### Direction:
Output every entry exactly, from the first line to the last.

### Records shown:
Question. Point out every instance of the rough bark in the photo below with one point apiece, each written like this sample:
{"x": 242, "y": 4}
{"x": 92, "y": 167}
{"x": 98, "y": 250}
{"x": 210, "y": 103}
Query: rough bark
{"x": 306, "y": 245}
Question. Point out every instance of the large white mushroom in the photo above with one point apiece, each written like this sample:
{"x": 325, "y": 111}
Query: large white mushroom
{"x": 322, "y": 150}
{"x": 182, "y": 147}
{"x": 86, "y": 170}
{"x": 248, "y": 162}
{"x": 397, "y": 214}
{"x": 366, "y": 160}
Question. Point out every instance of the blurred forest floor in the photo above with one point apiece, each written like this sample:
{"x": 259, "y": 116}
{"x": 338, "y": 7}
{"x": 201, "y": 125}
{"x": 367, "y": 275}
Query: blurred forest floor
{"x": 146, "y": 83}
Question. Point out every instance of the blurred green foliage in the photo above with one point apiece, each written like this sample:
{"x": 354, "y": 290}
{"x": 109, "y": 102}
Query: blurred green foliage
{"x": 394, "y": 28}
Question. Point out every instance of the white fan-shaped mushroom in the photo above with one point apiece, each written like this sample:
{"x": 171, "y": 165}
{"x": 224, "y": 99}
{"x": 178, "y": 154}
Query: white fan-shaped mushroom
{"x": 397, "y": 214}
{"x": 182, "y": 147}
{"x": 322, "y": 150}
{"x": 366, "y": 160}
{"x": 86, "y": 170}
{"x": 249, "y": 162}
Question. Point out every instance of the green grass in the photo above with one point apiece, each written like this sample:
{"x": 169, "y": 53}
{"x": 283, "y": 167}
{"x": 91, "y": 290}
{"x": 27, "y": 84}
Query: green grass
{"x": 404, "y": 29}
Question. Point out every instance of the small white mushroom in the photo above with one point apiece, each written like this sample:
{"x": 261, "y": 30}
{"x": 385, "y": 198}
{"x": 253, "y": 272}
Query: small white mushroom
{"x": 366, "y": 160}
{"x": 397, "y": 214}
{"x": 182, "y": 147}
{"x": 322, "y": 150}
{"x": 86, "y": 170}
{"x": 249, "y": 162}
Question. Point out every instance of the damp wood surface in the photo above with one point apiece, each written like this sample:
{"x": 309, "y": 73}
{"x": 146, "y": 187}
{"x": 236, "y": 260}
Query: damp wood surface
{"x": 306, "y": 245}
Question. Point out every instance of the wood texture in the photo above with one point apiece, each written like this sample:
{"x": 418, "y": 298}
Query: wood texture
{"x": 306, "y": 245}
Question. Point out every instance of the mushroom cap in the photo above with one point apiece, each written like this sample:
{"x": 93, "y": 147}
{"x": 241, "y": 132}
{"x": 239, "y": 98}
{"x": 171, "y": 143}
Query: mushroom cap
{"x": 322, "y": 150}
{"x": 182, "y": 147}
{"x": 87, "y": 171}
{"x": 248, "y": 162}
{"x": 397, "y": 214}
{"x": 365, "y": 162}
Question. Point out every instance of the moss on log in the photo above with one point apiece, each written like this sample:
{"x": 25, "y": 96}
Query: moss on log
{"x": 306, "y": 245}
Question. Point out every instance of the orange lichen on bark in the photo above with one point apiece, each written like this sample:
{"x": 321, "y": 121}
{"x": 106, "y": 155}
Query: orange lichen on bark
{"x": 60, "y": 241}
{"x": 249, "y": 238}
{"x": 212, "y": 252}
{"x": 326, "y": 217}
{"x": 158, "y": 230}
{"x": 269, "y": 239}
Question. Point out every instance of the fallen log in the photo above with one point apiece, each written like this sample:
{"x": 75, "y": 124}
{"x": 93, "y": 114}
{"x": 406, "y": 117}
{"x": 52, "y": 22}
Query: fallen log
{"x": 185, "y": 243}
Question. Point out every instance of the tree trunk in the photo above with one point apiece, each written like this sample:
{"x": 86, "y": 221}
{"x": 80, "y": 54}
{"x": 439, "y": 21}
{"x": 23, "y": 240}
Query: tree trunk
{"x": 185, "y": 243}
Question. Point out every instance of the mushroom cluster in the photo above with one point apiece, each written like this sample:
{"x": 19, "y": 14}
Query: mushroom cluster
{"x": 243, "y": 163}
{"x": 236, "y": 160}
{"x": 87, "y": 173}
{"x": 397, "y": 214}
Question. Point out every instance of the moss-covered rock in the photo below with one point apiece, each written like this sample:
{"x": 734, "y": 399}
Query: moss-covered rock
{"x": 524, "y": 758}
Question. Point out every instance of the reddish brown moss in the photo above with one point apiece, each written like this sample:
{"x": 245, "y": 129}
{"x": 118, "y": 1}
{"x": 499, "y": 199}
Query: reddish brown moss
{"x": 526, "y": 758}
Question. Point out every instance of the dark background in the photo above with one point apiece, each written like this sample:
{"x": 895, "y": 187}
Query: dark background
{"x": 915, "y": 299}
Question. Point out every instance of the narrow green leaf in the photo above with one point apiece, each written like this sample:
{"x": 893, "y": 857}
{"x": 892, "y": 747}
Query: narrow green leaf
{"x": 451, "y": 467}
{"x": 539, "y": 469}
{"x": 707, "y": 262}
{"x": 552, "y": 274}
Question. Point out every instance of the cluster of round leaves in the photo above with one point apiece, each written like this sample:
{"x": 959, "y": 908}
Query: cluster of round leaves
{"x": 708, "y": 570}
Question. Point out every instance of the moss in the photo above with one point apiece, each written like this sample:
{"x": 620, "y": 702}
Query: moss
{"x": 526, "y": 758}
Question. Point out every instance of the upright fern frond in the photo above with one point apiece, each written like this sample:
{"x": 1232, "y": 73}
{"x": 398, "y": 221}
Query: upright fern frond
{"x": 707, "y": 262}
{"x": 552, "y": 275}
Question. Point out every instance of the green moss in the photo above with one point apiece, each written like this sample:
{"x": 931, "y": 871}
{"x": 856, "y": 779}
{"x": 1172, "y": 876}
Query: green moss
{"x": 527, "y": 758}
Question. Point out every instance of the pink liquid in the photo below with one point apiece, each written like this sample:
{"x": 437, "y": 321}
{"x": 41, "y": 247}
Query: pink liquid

### Expected answer:
Question. Point out every instance of the rough bark in the photo below with one point apiece, each written like this sample:
{"x": 242, "y": 4}
{"x": 92, "y": 167}
{"x": 98, "y": 250}
{"x": 210, "y": 103}
Query: rough bark
{"x": 306, "y": 245}
Question. Point out every instance of the large white mushroom in the photo above with one point apiece, each written like this sample:
{"x": 325, "y": 111}
Query: large white mushroom
{"x": 322, "y": 150}
{"x": 182, "y": 147}
{"x": 86, "y": 170}
{"x": 248, "y": 162}
{"x": 397, "y": 214}
{"x": 366, "y": 160}
Question. Point out every instance of the blurred forest floor in the photo above with one point apiece, each written like this sample:
{"x": 259, "y": 116}
{"x": 338, "y": 7}
{"x": 201, "y": 125}
{"x": 367, "y": 275}
Query: blurred forest floor
{"x": 146, "y": 83}
Question. Point out every instance of the blurred green foliage in the photo above with one point apiece, each written like this sample:
{"x": 354, "y": 290}
{"x": 109, "y": 102}
Query: blurred green foliage
{"x": 394, "y": 28}
Question. Point out every instance of the white fan-shaped mushroom in the photo above with one point apiece, each written like this sample:
{"x": 171, "y": 165}
{"x": 224, "y": 99}
{"x": 178, "y": 154}
Query: white fan-shaped mushroom
{"x": 397, "y": 214}
{"x": 182, "y": 147}
{"x": 322, "y": 150}
{"x": 366, "y": 160}
{"x": 86, "y": 170}
{"x": 249, "y": 162}
Question. Point out every instance of the green grass in the photo above with one point apiece, each written like this sample:
{"x": 169, "y": 53}
{"x": 283, "y": 167}
{"x": 91, "y": 290}
{"x": 27, "y": 84}
Query: green grass
{"x": 404, "y": 29}
Question. Point out every instance of the small white mushroom in the photo above with one point apiece, each written like this sample:
{"x": 261, "y": 30}
{"x": 385, "y": 198}
{"x": 253, "y": 272}
Query: small white mushroom
{"x": 366, "y": 160}
{"x": 397, "y": 214}
{"x": 182, "y": 147}
{"x": 322, "y": 150}
{"x": 86, "y": 170}
{"x": 249, "y": 162}
Question. Point out every instance of the damp wood surface in the photo above with one point apiece, each written like this sample:
{"x": 309, "y": 73}
{"x": 146, "y": 187}
{"x": 236, "y": 260}
Query: damp wood surface
{"x": 306, "y": 245}
Question. Point out every instance of the wood texture in the photo above with one point apiece, each written like this sample:
{"x": 418, "y": 298}
Query: wood texture
{"x": 306, "y": 245}
Question. Point out every instance of the mushroom cap in the photo above with one point apiece, each written like this sample:
{"x": 93, "y": 147}
{"x": 241, "y": 132}
{"x": 239, "y": 98}
{"x": 171, "y": 143}
Query: mushroom cap
{"x": 322, "y": 150}
{"x": 182, "y": 147}
{"x": 87, "y": 171}
{"x": 248, "y": 162}
{"x": 397, "y": 214}
{"x": 365, "y": 162}
Question. Point out every instance of the moss on log in the photo above with one point apiece, each written like this sample:
{"x": 25, "y": 96}
Query: moss on log
{"x": 306, "y": 245}
Question. Point out every instance of the orange lichen on bark in the photo above with one point apiece, each written like this sample:
{"x": 321, "y": 121}
{"x": 106, "y": 155}
Query: orange lichen on bark
{"x": 60, "y": 241}
{"x": 249, "y": 238}
{"x": 212, "y": 252}
{"x": 326, "y": 217}
{"x": 158, "y": 230}
{"x": 269, "y": 239}
Question. Point out every instance of the fallen log in the photo above with one point apiece, each written like this sample:
{"x": 75, "y": 124}
{"x": 93, "y": 114}
{"x": 406, "y": 117}
{"x": 52, "y": 22}
Query: fallen log
{"x": 185, "y": 243}
Question. Point out every instance of the tree trunk in the photo above with one point apiece, each written like this sample:
{"x": 86, "y": 221}
{"x": 80, "y": 54}
{"x": 439, "y": 21}
{"x": 23, "y": 240}
Query: tree trunk
{"x": 185, "y": 243}
Question. Point out every instance of the mushroom cluster in the photo above with one point apiece, each written like this sample:
{"x": 19, "y": 14}
Query: mushroom cluster
{"x": 243, "y": 163}
{"x": 236, "y": 160}
{"x": 87, "y": 173}
{"x": 397, "y": 214}
Question. Point out every instance of the moss-covered rock in the photo below with one point apiece, each written like this sample:
{"x": 734, "y": 399}
Query: moss-covered rock
{"x": 524, "y": 758}
Question. Point out every instance of the reddish brown moss in the photo above with one point apiece, each written like this sample:
{"x": 245, "y": 129}
{"x": 118, "y": 1}
{"x": 499, "y": 199}
Query: reddish brown moss
{"x": 526, "y": 758}
Question. Point out every instance of the dark background in the photo above with one point apiece, each written like this sample:
{"x": 895, "y": 187}
Query: dark background
{"x": 915, "y": 299}
Question. Point out every instance of the narrow green leaf in the photo above with one point apiece, each written like this sample:
{"x": 893, "y": 857}
{"x": 892, "y": 747}
Query: narrow green leaf
{"x": 451, "y": 467}
{"x": 539, "y": 469}
{"x": 707, "y": 262}
{"x": 552, "y": 274}
Question. Point out every instance of the cluster of round leaves in the photo above with one point apiece, each written like this sample:
{"x": 959, "y": 908}
Query: cluster of round leaves
{"x": 708, "y": 570}
Question. Point out every instance of the moss in the photo above with one point apiece, each written like this sample:
{"x": 620, "y": 702}
Query: moss
{"x": 526, "y": 758}
Question. Point out every instance of the upright fern frond in the photo above with one point apiece, each written like this sample:
{"x": 1232, "y": 73}
{"x": 398, "y": 221}
Query: upright fern frond
{"x": 707, "y": 262}
{"x": 552, "y": 275}
Question. Point out every instance of the green moss in the photo above with one point apiece, each written like this sample:
{"x": 931, "y": 871}
{"x": 856, "y": 779}
{"x": 1172, "y": 876}
Query: green moss
{"x": 527, "y": 758}
Question. Point out every instance of the pink liquid in the photo below with one point apiece, each written like this sample:
{"x": 437, "y": 321}
{"x": 41, "y": 247}
Query: pink liquid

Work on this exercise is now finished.